▸ What you are asked to do
Starting at the line that contains "Locate the light" and ending with the line that contains "[0,424,424,768]", copy those records again word for word.

□ □ □ □ □ □ □

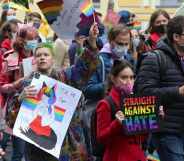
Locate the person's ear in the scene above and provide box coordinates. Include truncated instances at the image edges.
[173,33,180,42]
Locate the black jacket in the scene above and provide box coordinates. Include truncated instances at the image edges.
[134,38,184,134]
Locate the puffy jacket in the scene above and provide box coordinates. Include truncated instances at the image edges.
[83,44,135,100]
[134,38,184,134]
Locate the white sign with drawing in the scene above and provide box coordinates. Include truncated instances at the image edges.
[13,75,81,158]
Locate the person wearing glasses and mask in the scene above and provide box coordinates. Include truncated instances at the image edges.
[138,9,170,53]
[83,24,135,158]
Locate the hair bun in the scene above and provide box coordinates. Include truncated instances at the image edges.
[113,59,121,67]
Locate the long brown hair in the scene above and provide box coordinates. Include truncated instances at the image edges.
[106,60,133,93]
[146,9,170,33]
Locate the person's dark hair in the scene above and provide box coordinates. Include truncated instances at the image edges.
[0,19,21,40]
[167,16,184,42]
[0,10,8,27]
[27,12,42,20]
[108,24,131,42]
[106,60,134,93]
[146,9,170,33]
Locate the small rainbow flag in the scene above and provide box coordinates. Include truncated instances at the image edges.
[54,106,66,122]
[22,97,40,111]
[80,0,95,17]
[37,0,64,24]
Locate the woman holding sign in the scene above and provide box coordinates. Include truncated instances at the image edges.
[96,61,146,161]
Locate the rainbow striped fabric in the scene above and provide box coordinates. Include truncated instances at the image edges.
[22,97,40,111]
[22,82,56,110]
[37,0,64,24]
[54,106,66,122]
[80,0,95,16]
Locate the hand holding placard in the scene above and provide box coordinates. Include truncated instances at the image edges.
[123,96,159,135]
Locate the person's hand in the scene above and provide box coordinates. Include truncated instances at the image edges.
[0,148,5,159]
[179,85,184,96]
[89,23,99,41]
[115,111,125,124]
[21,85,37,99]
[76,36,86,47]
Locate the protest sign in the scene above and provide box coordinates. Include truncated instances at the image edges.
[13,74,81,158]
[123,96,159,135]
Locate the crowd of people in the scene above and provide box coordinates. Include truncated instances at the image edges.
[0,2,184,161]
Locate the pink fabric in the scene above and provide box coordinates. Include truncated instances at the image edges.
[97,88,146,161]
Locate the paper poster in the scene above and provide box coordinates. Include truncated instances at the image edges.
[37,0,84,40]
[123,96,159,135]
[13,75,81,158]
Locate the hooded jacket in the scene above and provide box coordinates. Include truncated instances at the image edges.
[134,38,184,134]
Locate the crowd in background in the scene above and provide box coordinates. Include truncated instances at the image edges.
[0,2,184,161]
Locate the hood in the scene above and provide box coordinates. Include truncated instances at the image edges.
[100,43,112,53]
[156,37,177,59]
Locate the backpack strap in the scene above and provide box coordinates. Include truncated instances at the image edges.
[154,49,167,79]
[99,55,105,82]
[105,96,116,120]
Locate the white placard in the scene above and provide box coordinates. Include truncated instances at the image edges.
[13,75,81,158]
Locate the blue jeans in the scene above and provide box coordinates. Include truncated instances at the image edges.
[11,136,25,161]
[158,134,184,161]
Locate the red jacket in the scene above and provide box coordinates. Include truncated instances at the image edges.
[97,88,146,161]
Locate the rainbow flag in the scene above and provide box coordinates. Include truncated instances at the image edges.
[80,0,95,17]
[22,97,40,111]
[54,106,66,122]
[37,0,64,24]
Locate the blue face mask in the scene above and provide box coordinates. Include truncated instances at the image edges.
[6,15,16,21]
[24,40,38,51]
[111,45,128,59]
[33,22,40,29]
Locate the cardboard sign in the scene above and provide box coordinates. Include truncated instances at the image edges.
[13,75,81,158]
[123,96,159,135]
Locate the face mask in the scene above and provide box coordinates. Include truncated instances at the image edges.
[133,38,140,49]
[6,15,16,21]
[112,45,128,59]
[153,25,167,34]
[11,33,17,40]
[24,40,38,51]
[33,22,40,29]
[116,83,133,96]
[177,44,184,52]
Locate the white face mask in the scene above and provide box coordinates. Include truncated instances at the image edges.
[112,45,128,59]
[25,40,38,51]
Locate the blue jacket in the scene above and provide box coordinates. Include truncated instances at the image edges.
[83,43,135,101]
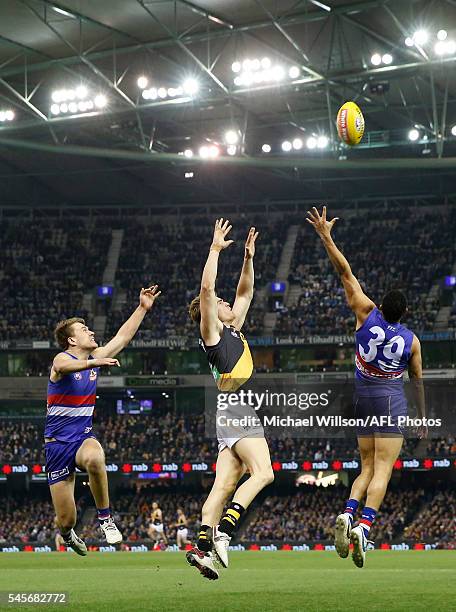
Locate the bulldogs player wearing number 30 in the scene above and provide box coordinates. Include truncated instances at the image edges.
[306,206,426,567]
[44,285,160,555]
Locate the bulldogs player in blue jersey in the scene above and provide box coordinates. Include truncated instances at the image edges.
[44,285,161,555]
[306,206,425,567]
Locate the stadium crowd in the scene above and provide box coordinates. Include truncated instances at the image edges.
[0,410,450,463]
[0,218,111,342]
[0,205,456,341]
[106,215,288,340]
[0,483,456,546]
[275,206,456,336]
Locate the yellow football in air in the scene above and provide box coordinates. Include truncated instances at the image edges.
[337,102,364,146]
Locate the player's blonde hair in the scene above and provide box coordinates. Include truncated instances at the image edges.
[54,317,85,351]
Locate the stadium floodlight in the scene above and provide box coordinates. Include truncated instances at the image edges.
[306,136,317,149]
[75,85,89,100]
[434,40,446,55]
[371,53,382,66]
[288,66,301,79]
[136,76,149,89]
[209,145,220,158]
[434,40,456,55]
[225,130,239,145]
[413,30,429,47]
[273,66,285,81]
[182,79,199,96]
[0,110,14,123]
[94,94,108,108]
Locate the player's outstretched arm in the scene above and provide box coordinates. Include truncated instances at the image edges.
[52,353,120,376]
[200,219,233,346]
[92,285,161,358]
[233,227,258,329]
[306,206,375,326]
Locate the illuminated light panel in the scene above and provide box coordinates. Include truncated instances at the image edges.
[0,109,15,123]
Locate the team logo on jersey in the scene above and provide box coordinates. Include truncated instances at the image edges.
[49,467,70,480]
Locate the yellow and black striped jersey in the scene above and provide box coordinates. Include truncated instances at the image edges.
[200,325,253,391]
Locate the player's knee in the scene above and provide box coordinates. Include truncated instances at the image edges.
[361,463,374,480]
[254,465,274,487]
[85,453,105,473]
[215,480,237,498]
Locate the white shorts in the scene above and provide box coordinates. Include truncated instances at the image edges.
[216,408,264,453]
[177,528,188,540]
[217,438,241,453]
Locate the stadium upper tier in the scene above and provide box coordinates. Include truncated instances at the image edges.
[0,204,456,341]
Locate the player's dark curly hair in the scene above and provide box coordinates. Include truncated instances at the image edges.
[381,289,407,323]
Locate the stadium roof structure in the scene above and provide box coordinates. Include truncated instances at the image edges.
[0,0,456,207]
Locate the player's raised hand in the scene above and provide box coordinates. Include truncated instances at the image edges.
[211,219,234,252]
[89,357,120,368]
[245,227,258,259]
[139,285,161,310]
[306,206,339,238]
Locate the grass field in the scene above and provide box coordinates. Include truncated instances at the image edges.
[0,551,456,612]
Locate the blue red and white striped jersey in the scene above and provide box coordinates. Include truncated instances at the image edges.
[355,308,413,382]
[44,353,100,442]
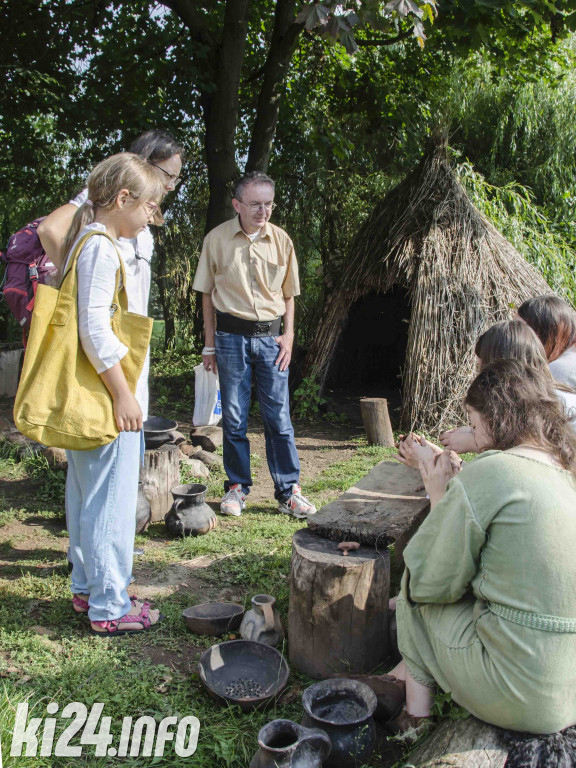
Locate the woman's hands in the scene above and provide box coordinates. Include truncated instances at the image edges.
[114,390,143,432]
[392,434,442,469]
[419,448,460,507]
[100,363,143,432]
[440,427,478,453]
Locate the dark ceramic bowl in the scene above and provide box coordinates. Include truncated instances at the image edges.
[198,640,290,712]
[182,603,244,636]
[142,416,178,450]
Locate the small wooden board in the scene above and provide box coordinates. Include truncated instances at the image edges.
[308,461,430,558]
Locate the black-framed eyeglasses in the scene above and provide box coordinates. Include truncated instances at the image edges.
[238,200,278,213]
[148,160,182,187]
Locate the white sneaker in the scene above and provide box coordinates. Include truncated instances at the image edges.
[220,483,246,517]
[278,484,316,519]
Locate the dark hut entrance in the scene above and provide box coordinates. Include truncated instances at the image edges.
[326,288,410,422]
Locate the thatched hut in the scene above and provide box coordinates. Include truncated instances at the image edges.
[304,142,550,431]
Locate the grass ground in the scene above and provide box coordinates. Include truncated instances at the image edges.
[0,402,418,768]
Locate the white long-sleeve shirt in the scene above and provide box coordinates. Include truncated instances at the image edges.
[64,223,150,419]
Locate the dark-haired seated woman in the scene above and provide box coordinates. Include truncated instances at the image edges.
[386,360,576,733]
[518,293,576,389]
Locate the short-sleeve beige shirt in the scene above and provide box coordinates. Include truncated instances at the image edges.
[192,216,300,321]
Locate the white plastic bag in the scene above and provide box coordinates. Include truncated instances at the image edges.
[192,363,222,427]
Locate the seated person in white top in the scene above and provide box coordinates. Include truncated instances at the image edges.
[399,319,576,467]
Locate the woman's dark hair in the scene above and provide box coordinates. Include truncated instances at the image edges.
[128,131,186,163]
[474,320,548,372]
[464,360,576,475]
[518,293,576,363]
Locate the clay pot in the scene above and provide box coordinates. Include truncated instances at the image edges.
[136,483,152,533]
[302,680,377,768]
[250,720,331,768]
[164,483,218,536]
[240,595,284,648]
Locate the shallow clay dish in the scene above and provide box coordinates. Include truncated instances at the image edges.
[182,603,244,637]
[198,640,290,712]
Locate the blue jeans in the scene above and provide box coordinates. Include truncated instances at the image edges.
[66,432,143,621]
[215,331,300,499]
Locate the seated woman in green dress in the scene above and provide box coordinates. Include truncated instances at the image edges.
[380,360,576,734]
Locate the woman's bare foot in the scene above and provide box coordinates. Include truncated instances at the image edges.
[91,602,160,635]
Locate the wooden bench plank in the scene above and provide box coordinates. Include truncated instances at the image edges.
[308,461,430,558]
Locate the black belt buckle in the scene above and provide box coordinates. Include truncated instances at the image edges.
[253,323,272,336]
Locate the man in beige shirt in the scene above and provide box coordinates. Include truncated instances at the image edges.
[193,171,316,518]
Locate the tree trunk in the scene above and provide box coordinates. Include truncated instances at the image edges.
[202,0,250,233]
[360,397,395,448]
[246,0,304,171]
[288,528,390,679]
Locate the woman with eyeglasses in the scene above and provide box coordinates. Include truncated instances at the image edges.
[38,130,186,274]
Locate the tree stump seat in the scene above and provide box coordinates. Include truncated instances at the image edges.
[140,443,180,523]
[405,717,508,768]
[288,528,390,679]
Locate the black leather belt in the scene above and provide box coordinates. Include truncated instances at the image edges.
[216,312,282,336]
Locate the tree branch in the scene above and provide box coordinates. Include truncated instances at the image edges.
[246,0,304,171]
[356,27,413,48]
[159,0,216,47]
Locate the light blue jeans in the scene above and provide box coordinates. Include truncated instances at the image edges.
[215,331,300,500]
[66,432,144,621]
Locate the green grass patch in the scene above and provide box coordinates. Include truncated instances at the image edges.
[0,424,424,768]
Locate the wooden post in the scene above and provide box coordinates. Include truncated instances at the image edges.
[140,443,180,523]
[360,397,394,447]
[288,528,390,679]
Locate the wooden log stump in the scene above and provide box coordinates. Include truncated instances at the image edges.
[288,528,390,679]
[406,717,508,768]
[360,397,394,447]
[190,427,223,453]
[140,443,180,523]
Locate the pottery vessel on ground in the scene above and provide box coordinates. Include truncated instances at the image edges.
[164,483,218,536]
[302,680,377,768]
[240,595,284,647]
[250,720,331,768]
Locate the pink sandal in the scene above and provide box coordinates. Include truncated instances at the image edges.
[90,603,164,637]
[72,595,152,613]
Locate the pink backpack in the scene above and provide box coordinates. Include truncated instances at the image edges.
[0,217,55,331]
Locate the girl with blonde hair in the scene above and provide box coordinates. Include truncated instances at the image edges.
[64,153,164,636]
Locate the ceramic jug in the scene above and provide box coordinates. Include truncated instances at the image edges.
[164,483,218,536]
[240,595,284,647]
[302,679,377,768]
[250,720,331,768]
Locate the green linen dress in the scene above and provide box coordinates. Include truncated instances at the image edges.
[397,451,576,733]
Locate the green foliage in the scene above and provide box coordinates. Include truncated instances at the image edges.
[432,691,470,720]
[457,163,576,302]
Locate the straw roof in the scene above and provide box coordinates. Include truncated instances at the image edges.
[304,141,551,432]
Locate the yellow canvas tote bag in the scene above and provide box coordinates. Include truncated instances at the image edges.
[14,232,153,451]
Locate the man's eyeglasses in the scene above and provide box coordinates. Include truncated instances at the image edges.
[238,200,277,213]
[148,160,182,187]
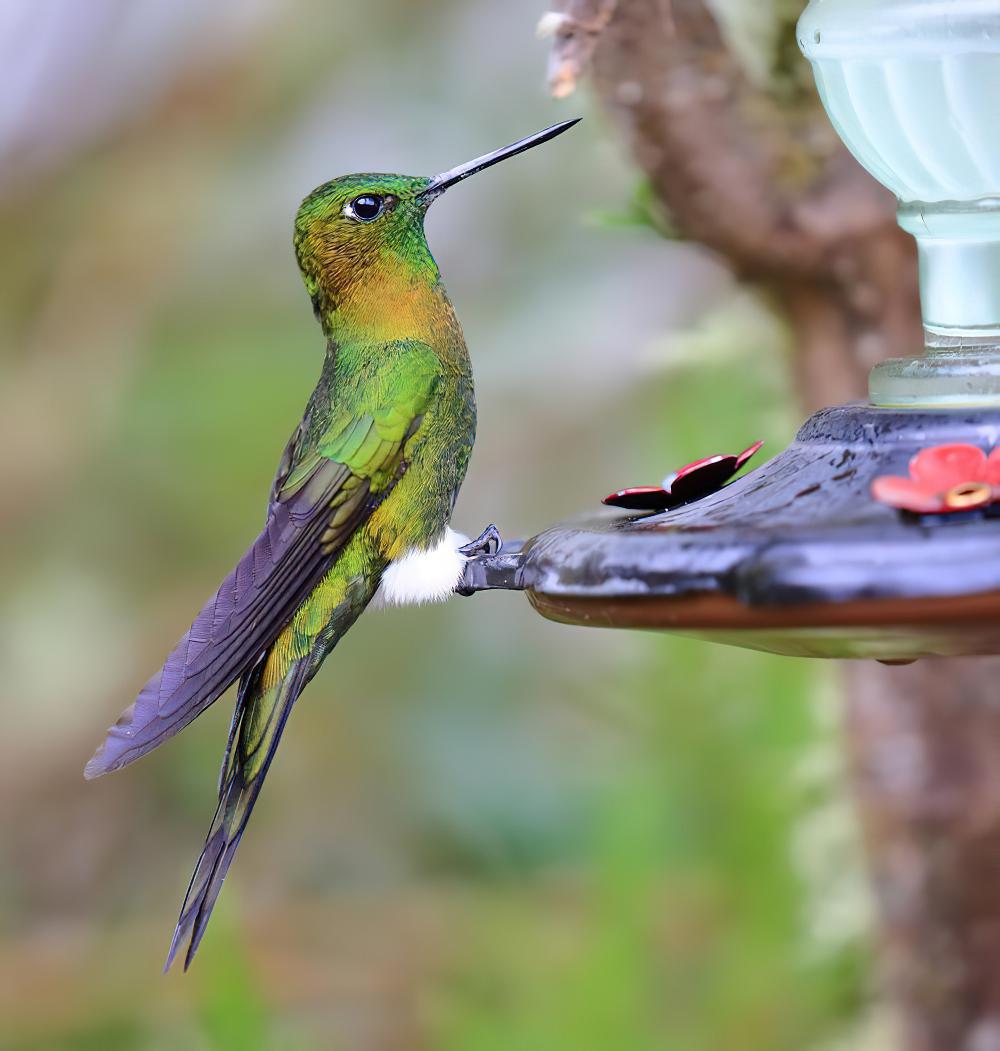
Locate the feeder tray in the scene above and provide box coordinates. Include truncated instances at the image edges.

□ □ □ □ □ □ □

▸ In response
Locate the light blue jeans in the scene above and provide box coordinates. Include truncated instances at the image edges.
[215,331,300,500]
[66,432,144,621]
Locate the green grass patch in the scene above and provide box coordinates. Include truncated instances at the image edges.
[0,424,424,768]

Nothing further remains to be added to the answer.